#### [What is expected]
Rewrite the stretch of the listing from the line that contains "of the forest;" through the line that contains "of the tree", changing "planogram checker" to "layout checker" and keeping everything else the same. Give only those lines.

#### [Records shown]
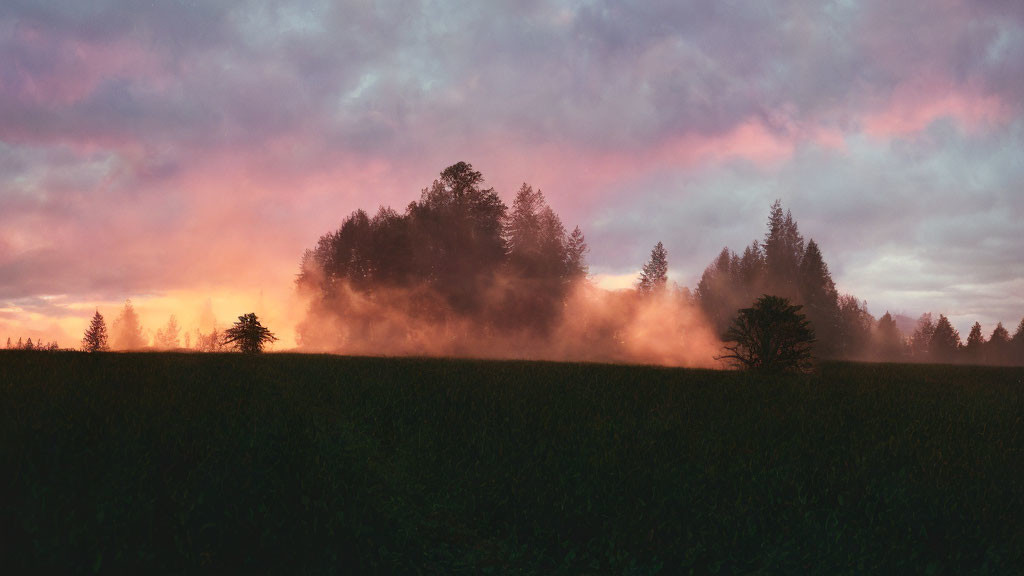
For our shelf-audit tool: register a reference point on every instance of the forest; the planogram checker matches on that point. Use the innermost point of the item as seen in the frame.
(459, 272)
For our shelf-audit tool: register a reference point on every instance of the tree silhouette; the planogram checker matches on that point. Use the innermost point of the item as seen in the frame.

==

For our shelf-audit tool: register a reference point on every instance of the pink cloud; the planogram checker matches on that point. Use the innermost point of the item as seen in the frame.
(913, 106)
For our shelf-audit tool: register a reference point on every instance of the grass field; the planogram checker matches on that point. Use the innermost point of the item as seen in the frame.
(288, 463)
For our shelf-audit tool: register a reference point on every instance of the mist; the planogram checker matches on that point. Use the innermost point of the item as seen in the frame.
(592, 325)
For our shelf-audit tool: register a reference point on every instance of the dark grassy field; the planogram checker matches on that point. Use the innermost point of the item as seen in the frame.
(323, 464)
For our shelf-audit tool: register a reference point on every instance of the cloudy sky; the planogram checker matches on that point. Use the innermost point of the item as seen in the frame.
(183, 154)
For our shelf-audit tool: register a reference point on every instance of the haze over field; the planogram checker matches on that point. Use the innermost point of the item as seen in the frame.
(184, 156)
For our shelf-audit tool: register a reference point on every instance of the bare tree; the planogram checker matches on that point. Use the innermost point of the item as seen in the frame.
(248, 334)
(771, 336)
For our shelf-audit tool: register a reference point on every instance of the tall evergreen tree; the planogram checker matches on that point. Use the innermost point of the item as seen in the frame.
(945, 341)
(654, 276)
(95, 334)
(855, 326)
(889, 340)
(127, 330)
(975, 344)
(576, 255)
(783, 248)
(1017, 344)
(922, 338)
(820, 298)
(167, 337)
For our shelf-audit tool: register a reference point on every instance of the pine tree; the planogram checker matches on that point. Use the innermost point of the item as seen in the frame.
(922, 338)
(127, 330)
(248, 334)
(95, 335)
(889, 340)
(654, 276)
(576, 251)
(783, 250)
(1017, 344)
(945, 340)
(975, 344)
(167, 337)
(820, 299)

#### [Result]
For our shelf-audit tool: register a reference point on every instance of the forest; the layout checker matches on that point. Use the innermost point of the item as seen in the frame.
(459, 272)
For our shelf-audit tool: register a reference point on every instance of the tree silhouette; the layout checker matches on that point. Use the innermost point of the item as seen in the frame.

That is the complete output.